Bill Lewis - JP Morgan
Hi, great, thank you. I guess my question is about the outlook, particularly on the revenue side, maybe somewhat related to some of the prior questions.
I think typically is a kind of flat, slightly down quarter for you. You are getting flat, and you have kind of good guidance given the environment and given seasonality.
So, could you maybe talk about what might be kind of doing a little bit better this quarter and if there is any kind of guidance you could provide on where the growth is going to come either by the product group or by end market that would be helpful? Thanks.
Mark Frey
What we -- as you said, Bill, we are guiding for basically seasonal, maybe a little better, and the reason for that is that we come in with what we think is a fairly good quality backlog. We've done a lot of work to scrub the backlog, and so, we are coming in as we said over 90% booked and scheduled to ship.
The strength, well, we noted specifically that the industrial end markets we've seen not only strong sales in Q2, but also good booking trends there, so that’s going to we think perform pretty well. And then, as far as the other end markets, we expect a normal seasonality to play a role.
As we noted, computing market has been a little softer, but that’s not unusual, that’s kind of seasonal. There have been some commentaries about LCD panels out there being a little softer.
Again, that’s fairly seasonal. We would expect that to start coming back more as we go through the summer.
So, our booking profile, our backlog positions gives us the confidence to schedule -- to guide what we have. And as we have said, we've been scrubbing that backlog pretty hard.
So, we think we're in pretty good shape.
Bill Lewis - JP Morgan
Okay. And on pricing, could you quantify what pricing was in the quarter and what you're assuming pricing to be in the third quarter in your guidance?
Mark Frey
Well, pricing has been pretty moderate for the last couple of quarters, and we usually expect pricing to be down, say, 2% to 4% quarter-on-quarter, and it's been more flattish the last couple of quarters. And it looks like it's probably still kind of in that noise range right now, maybe being flat to down 1%.
So, it continues the trend that we've seen in the last couple of quarters being pretty moderate.
Bill Lewis - JP Morgan
Okay, thank you.
Operator
Thank you very much. We'll now take our next question from Ross Seymore with Deutsche Bank.
Ross Seymore - Deutsche Bank
Thanks guys. Just a question on the gross margin, specifically in the standard products area, nice popup there, you told us why it happened.
Just wondered how sustainable that is in kind of related gross margin question, the decrease on the power analog side of things, how do you expect that to play out going forward?
Mark Thompson
So the -- I think the short simple answer on how sustainable will that be for a downturn on standard products is, we don't know. And, I mean, certainly all of our businesses have been looking very aggressively at their product portfolios and have been pushing on higher quality business.
Those products are all multiply sourced, and so, we do expect that they will have more pricing erosion during a downturn than the others. But we've changed enough fundamentals about the company that we don’t really have the data to trend the way we used to.
So, I think we are just going to have to go through whenever a softening occurs and see how it does. We expect it to be better than historical, but we have no data to trend and to make estimates based on.
Ross Seymore - Deutsche Bank
Okay. And then a follow-up question, more on the demand side of things.

[Extracted data entries]
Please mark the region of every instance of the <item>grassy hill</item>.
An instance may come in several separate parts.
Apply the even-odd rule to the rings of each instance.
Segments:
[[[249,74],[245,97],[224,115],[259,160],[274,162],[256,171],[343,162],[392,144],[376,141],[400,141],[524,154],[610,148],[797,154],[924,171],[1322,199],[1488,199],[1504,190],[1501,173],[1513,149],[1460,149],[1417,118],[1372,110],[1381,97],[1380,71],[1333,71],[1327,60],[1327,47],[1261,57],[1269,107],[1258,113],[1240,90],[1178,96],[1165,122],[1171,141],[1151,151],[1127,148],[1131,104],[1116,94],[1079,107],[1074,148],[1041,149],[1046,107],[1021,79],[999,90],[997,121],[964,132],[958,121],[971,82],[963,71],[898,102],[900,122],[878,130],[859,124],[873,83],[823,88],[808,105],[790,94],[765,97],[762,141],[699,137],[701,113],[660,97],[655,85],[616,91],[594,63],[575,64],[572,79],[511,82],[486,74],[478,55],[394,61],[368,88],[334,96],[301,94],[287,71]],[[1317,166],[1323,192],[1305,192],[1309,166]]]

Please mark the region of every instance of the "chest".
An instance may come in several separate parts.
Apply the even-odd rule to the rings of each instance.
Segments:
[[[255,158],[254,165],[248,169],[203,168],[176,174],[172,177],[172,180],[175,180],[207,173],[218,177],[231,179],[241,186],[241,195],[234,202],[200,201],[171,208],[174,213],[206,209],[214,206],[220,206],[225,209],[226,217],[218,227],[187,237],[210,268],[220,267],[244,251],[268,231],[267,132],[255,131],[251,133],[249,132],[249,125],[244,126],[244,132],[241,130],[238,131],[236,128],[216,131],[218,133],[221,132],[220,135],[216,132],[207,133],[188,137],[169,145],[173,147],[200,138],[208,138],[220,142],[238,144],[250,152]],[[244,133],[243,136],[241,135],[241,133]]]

▶ **Work instructions**:
A – In the earnings call transcript, what quarter-on-quarter pricing decline does the company usually expect?
B – Turn the earnings call transcript paragraph beginning "Well, pricing has been pretty moderate" into a short bulleted list that keeps its main facts.
C – Using the earnings call transcript, say whether each statement agrees with it, and quote the words that decide each case:
(i) The industrial end markets had strong sales in Q2.
(ii) The softer computing market was described as unusual.
(iii) The standard products are single-sourced.

▶ **Outputs in order**:
A – Down 2% to 4% quarter-on-quarter.

B –
- Pricing has been fairly moderate for the last couple of quarters.
- Pricing usually falls 2% to 4% quarter-on-quarter, but it has been closer to flat lately.
- Current pricing appears to be within the noise range, perhaps flat to down 1%.

C –
(i) Yes: "not only strong sales in Q2, but also good booking trends there"
(ii) No: "that’s not unusual, that’s kind of seasonal"
(iii) No: "Those products are all multiply sourced"